-
Open a Unix shell
Ensure you have terminal access on Linux, macOS, or WSL on Windows.
-
Install conda and add to PATH
Verify conda is installed and accessible from your terminal.
-
Clone the GitLab repository
git clone https://gitlab.igem.org/2025/software-tools/bologna
-
Create the conda environment
cd bologna
conda env create -f environment.yml -
Unzip necessary files
gunzip -k cape_app/algorithms/pathways/data/retrorules_rr02_rp2_flat_forward.csv.gz
tar -xzf cape_app/algorithms/pathways/data/Pathways.tar.gz -C cape_app/algorithms/pathways/data/ -
Install RetroPath2.0 in the environment
See the RetroPath repository for more details.
conda install -c conda-forge -n cape retropath2_wrapper -
Activate the environment
conda activate cape
-
Run the server
python manage.py runserver
In case this message is displayed: "You have 18 unapplied migration(s). Your project may not work properly until you apply the migrations for app(s): admin, auth, contenttypes, sessions. Run 'python manage.py migrate' to apply them." After quitting the server with Ctrl+C, run python manage.py migrate as suggested.
Access CAPE on a browser at: http://127.0.0.1:8000/
CAPE
Computational Assistant for Pathway Engineering
A user-friendly bioinformatics tool designed to discover and engineer metabolic pathways for biodegradation in Rhodococcus opacus PD630
What does CAPE do?

————

**Exercise requirements:**
Answer these from the CAPE setup instructions:
1. What command activates the environment?
2. At what address is CAPE reached in a browser?
3. In which organism is CAPE meant to discover and engineer biodegradation pathways?

**Collected material:**
————

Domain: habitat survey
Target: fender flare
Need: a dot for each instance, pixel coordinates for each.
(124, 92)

————

**Exercise response:**
1. conda activate cape
2. http://127.0.0.1:8000/
3. Rhodococcus opacus PD630